**Exercício curto 1**
Reescreva o trecho do texto sobre os intelectuais da SS que começa em "O sistema de" e vai até "puro, desde sempre.", trocando "combates" por "batalhas".
**Exercício curto 2**
Por favor, dê continuidade ao texto sobre os intelectuais da SS a partir de onde ele termina.

**Fonte**
* * * * * * * * *

A imagem clichê do nazista como um bruto não é corroborada nesses fatos. Esses intelectuais ativistas passavam nos exames, não eram os “bad boys” típicos que conhecemos, demonstravam alguma sofisticação cultural. Eram das áreas de humanas muitas vezes, historiadores, cientistas políticos, economistas. E usavam esse seu conhecimento específico a serviço da causa, tentando encaixar fatos históricos na narrativa nazista. Produziram vasto conteúdo que “provava” a tese racial do nazismo.
O sistema de crenças interiorizadas pelos intelectuais da SS reformulou a história, transformando-a em uma sucessão de lutas, confrontos e combates sobre identidade, todas marcadas pela questão da etnia. O determinismo racial fornecia assim ao intelectual uma representação da história impregnada de imanência, transfigurada pela providência, e guiada por um senso de propósito. Tudo ficava mais simples: os inimigos bárbaros queriam destruir os nórdicos de sangue puro, desde sempre.
Uma visão tribalista e racial da história. E, em contrapartida às derrotas humilhantes do passado, os intelectuais da SS ofereciam a utopia milenarista, o paraíso que chegaria com o Reich de mil anos sob o domínio da humanidade. Não difere muito da utopia comunista, trocando apenas os personagens: em vez de classe, será a raça a usufruir desse futuro maravilhoso.
Mas é importante destacar que a utopia serviu tanto para atrair adeptos quanto o medo, no caso o de ser extinto como povo. De um lado, a oferta do paraíso; do outro, o receio da aniquilação. Muitos aderiram ao nazismo na crença de um movimento defensivo contra os inimigos implacáveis. E foi isso, em parte, que explicou a escalada da violência, chegando até no genocídio.

* * * * * * * * *

**Dados fornecidos**
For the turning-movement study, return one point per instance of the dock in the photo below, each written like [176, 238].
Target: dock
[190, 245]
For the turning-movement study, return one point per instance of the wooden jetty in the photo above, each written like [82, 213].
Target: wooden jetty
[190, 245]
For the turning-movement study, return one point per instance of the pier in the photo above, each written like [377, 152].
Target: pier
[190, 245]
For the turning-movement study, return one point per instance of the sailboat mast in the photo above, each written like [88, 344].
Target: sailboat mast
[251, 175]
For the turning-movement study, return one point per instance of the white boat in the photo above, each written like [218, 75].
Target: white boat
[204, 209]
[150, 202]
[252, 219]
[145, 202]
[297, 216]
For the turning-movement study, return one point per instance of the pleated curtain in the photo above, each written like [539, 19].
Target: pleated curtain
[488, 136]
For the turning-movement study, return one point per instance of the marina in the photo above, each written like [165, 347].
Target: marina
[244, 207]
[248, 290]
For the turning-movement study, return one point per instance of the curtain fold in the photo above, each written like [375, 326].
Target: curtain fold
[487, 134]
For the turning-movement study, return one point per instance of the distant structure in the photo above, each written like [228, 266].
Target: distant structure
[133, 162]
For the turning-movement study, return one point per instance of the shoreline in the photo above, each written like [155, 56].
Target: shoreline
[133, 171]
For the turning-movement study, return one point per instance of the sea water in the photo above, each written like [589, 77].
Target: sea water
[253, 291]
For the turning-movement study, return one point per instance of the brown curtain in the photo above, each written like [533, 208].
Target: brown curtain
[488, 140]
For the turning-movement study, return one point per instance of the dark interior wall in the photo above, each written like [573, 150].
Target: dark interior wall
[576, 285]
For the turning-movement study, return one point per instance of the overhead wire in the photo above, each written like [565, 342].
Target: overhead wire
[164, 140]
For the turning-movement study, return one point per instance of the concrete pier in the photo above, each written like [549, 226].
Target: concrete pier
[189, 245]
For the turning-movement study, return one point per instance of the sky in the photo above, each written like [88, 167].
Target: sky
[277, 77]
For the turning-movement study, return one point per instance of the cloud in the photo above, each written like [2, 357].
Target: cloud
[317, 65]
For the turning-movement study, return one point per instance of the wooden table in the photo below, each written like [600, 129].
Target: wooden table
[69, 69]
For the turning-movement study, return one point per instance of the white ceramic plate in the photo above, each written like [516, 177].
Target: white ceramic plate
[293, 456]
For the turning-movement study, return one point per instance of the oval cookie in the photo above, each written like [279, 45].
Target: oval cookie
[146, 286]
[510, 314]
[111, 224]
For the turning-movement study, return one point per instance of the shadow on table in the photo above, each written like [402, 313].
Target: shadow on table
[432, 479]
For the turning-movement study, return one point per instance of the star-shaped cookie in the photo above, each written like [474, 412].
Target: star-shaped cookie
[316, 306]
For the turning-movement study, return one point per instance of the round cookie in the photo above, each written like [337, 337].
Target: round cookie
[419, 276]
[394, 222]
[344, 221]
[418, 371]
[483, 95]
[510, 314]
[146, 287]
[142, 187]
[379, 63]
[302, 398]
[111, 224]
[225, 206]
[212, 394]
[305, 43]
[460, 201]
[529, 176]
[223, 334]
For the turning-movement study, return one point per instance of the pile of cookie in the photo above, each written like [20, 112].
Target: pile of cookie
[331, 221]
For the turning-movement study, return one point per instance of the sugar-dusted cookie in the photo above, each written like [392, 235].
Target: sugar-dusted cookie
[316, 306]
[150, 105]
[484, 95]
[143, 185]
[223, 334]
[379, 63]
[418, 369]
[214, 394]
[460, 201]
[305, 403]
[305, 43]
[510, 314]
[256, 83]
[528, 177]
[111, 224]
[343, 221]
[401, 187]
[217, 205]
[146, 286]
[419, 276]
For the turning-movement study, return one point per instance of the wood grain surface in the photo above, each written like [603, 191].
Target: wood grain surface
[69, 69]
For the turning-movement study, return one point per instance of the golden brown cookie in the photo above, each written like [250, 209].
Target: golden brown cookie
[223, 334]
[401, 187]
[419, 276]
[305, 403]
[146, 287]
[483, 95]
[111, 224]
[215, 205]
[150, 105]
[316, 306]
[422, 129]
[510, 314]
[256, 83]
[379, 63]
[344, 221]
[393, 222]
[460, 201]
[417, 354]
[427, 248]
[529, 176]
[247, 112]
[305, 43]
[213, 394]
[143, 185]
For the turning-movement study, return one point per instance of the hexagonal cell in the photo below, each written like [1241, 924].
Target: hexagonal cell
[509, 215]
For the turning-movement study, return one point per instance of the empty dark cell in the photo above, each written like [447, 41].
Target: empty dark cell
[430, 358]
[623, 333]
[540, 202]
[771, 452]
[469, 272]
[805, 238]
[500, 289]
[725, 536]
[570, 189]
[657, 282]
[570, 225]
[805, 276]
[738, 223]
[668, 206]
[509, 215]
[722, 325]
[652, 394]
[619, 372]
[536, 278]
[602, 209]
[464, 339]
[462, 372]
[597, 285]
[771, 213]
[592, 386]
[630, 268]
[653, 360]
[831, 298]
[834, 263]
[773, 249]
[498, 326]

* * * * * * * * *

**Resposta escrita 1**
O sistema de crenças interiorizadas pelos intelectuais da SS reformulou a história, transformando-a em uma sucessão de lutas, confrontos e batalhas sobre identidade, todas marcadas pela questão da etnia. O determinismo racial fornecia assim ao intelectual uma representação da história impregnada de imanência, transfigurada pela providência, e guiada por um senso de propósito. Tudo ficava mais simples: os inimigos bárbaros queriam destruir os nórdicos de sangue puro, desde sempre.

**Resposta escrita 2**
No começo, crianças e mulheres eram poupadas, e os judeus eram contidos em guetos, como evidência de que os nazistas encaravam a batalha como uma luta de defesa contra inimigos perigosos. Com o tempo, porém, a narrativa de toda uma raça inferior colocando em xeque a própria existência do povo alemão serviu para intensificar o grau de violência, e até crianças foram mortas como moscas. Era preciso, para os intelectuais nazistas, exterminar a praga que ameaçava sua nação.
Somente esse tipo de crença pode explicar o grau de sacrifício que muitos estavam dispostos a enfrentar em nome da causa. Tanto colocando a própria vida em risco, ou mesmo se suicidando quando a derrota ficava evidente, como pelo ato desumano de matar crianças, o que não ficava sem consequências psicológicas. Era preciso “desumanizar” o máximo possível o outro, mas mesmo assim houve casos de peso na consciência. Os intelectuais tentavam fornecer uma desculpa para aquilo que qualquer ser humano normal sabe ser errado, absurdo, monstruoso.
Na opinião desses intelectuais, a Rússia era realmente uma terra de sub-humanos e bestialidade, uma terra de fome e dominação judaica. A guerra que travavam era de fato uma “grande guerra racial”, e o inimigo foi amplamente retratado como animalesco e percebido como uma besta selvagem. Essas representações, destilando angústia e ódio nas mentes dos assassinos e seus oficiais, tornaram possível para os homens aceitar o genocídio. Eles fizeram isso em uma escala maciça.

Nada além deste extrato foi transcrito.